Retype the transcript from "Feet.new(@magnitude + other.magnitude)" to "that point briefly.".

## Begin ARTICLE

Hash Equality
Video transcript & code
Let's recap some recent episodes. We've built a class, called Feet
, that represents a measurement in feet. We have made it immutable, like Ruby's core numeric types.
class Feet
attr_reader :magnitude
def initialize(magnitude)
@magnitude = magnitude.to_f
freeze
end
def to_s
"#{@magnitude} feet"
end
def +(other)
Feet.new(@magnitude + other.magnitude)
end
def ==(other)
other.is_a?(Feet) && magnitude == other.magnitude
end
end
We have also ensured that it determines equivalence in terms of state, rather than in terms of object identity. Let's just review that point briefly.
Given an instance which represents a quantity of 1, another which represents a quantity of 2, and another, separate object that also represents a quantity of 1, we can observe the following:
- An
Feet
object is identity-equal only to itself. Even objects with the same magnitude have different identities and so are not identity-equal. - A
Feet
object is equivalent to itself. It is not equivalent to objects with another value, nor is it equivalent to objects of an unrelated class. However, it is equivalent to otherFeet
objects with the same magnitude. - Case-equality for
Feet
objects obeys the same rules as value-equality. - As a side effect of the equivalence behavior, it is possible to check for the presence of a given quantity of feet in an array by value, rather than by identity.
require "./feet"
one = Feet.new(1)
two = Feet.new(2)
other_one = Feet.new(1)
one.equal?(one) # => true
one.equal?(two) # => false
one.equal?(other_one) # => false
one == one # => true
one == two # => false
one == other_one # => true
one === one # => true
one === two # => false
one === other_one # => true
[Feet.new(1)].include?(Feet.new(1)) # => true
Now let's take a look at how Feet
objects behave when used as keys in a Hash. We'll construct a simple hash with one value keyed on our one-foot object, and another keyed on the two-feet object.
Given what we know so far, we might expect that we could select the first hash value by using another 1-foot value as key. But surprisingly, we get nil
. When we explicitly ask the hash if it has a one-foot quantity as a key, it says no.
This peculiar behavior in the context of a hash has consequences that extend beyond hashes. If we require the set
library and instantiate a Set
containing objects one
and two
, then ask the set if it contains a 1-foot quantity, it claims it does not.
require "./feet"
one = Feet.new(1)
two = Feet.new(2)
h = { one => "one", two => "two" }
h[Feet.new(1)] # => nil
h.key?(Feet.new(1)) # => false
require "set"
s = Set.new([one, two])
s # => #<Set: {#<Feet:0x00000002435da8 @magnitude=1.0>, #<Feet:0x00000002435d80 @magnitude=2.0>}>
s.include?(Feet.new(1)) # => false
In Episode 203, we explored how Ruby Hashes use an object's hash value to speed up retrieval. This gives us a clue about where to start looking for the source of this anomalous behavior. We surmise that we should examine the hash values of our Feet
objects in order to see why hashes aren't finding them.
require "./feet"
one = Feet.new(1).hash # => -3294382760781416056
two = Feet.new(2).hash # => 24453523860432852
other_one = Feet.new(1).hash # => 1047400875287194416
When we do this, we see that the hash value is different for two Feet
objects with the same magnitude. This is because just like with equivalence, Ruby bases hash values on an object's identity, rather than on its state.

## End ARTICLE
## Begin PROVIDED MATERIAL

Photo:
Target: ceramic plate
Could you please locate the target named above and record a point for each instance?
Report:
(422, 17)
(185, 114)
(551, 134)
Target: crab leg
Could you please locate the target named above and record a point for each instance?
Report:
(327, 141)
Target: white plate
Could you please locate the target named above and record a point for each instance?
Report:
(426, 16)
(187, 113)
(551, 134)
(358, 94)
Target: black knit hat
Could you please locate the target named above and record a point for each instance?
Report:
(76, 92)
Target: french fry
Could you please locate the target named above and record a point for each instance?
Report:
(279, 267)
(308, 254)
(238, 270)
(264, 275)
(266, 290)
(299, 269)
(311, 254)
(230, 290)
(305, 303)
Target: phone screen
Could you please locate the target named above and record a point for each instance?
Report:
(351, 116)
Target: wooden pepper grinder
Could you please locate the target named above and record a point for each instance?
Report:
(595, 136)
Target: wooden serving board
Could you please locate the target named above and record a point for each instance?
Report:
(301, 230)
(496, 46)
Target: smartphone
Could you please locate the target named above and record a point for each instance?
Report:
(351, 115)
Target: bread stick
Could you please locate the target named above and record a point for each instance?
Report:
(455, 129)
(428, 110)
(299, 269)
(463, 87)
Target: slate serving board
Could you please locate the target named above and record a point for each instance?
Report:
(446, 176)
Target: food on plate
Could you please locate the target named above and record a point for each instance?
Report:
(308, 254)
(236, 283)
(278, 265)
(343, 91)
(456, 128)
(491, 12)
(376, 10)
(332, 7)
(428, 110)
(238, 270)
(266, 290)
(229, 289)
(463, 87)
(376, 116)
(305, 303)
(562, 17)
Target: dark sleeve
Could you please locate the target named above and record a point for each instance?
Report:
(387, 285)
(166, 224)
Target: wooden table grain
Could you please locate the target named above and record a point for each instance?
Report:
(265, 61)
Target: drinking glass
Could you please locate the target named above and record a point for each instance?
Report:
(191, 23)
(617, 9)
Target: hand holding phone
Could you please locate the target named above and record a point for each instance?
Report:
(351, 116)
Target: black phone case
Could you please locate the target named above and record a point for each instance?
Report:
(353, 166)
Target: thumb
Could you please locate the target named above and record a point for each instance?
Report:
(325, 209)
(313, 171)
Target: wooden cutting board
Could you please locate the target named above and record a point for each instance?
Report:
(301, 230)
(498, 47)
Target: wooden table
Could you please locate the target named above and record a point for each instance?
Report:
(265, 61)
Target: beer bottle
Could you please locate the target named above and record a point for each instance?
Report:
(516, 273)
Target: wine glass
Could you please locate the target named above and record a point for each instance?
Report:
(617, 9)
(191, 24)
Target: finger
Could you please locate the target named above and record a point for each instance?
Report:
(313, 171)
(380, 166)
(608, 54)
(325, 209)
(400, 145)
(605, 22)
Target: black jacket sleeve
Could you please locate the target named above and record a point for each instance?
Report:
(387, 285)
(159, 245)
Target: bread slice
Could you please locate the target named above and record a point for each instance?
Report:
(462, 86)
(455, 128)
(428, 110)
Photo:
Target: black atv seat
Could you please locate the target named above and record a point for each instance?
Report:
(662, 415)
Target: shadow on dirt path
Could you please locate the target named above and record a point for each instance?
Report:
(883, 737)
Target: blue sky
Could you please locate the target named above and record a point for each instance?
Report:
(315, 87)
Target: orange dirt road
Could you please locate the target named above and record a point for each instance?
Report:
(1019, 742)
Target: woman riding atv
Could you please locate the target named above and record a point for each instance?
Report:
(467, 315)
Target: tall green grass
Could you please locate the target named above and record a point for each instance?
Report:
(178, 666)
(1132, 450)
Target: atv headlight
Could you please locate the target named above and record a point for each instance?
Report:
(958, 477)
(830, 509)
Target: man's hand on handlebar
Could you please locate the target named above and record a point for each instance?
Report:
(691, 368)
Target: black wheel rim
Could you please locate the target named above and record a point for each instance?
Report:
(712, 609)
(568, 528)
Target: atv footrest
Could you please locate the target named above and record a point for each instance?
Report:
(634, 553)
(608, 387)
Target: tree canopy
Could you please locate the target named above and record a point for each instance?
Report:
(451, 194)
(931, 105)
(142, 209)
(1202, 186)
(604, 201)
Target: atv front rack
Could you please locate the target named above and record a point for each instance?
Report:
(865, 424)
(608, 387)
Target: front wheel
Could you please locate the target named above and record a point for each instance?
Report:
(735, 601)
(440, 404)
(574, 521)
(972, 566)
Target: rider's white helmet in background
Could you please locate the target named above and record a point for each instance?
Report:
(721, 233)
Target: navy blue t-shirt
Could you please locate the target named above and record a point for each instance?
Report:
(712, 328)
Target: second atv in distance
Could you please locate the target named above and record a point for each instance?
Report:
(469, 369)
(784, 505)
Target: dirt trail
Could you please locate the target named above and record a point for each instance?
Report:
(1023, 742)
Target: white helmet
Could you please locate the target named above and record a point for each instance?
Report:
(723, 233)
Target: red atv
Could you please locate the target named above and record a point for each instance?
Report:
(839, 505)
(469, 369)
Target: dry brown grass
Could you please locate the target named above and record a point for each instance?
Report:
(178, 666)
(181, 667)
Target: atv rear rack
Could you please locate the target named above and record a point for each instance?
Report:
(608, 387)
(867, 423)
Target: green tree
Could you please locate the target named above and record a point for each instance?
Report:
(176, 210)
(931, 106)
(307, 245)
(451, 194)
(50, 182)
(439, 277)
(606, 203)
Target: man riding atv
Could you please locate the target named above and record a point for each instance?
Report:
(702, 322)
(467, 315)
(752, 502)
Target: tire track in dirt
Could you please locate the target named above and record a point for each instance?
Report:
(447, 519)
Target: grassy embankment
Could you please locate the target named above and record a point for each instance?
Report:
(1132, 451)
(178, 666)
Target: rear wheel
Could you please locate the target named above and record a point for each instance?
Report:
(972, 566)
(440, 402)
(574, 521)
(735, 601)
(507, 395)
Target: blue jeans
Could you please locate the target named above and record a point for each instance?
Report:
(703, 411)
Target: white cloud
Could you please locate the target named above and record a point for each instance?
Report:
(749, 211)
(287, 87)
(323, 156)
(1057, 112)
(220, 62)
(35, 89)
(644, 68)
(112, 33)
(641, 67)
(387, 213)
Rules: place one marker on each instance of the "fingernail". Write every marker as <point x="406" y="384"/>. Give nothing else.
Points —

## End PROVIDED MATERIAL

WRITTEN ANSWER:
Feet.new(@magnitude + other.magnitude)
end
def ==(other)
other.is_a?(Feet) && magnitude == other.magnitude
end
end
We have also ensured that it determines equivalence in terms of state, rather than in terms of object identity. Let's just review that point briefly.